§ **EXERCISE**: Which lines of the listing below contain the string "beak", with case counting? Gather and copy each of them.

§ **EXTRACTED ENTRIES**:
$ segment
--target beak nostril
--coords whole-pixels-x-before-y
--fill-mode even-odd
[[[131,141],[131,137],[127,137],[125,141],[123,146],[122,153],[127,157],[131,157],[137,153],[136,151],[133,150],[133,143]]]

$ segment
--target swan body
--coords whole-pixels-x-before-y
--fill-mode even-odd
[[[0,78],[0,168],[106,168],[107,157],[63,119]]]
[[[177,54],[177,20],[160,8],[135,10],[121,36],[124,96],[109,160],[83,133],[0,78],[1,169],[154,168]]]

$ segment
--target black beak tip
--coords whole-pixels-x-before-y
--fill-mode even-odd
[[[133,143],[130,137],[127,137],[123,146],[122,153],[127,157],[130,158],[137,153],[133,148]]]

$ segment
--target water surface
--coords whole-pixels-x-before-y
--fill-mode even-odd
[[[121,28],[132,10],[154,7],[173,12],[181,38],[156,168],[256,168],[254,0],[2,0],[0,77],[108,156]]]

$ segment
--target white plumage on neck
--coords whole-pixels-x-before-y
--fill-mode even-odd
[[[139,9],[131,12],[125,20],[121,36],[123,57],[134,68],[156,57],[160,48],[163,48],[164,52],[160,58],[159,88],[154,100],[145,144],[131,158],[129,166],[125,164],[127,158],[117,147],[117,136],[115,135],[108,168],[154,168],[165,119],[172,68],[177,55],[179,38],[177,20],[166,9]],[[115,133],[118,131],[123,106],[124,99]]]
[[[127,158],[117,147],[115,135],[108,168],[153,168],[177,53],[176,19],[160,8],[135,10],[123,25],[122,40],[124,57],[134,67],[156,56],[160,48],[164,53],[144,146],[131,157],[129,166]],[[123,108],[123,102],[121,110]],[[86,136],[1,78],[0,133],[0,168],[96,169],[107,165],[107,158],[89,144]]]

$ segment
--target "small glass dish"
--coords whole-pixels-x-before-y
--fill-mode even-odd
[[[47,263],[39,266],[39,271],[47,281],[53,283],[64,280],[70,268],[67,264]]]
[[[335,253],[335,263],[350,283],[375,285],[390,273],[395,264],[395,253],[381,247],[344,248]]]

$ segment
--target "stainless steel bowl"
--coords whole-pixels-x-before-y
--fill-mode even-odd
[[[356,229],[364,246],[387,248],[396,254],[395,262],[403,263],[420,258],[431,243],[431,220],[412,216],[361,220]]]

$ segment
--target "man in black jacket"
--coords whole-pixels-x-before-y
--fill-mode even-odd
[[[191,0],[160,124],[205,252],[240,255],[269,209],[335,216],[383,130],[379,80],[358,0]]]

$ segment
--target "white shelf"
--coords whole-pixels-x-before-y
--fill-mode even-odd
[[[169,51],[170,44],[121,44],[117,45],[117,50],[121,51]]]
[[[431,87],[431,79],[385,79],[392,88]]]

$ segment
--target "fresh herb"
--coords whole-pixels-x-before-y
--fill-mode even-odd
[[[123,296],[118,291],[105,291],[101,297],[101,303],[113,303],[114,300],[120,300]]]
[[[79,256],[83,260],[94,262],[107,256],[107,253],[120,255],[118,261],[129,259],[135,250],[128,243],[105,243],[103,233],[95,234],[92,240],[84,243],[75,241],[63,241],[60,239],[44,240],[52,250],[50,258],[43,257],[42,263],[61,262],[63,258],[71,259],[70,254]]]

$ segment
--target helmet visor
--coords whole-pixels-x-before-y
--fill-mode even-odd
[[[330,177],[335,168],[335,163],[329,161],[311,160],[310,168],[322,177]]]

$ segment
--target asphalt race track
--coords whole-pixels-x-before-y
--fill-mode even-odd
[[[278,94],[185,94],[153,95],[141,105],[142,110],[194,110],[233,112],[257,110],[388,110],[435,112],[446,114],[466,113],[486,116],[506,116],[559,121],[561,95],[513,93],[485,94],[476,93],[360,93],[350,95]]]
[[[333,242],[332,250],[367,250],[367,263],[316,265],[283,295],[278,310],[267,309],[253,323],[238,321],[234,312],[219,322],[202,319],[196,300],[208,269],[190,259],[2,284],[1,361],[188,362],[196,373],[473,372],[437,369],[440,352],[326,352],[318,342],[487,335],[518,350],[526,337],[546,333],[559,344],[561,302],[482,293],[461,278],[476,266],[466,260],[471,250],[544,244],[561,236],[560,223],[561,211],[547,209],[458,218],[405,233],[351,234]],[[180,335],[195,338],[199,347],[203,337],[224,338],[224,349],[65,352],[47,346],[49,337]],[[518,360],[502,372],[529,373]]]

§ **RESPONSE TO THIS EXERCISE**:
--target beak nostril
--target black beak tip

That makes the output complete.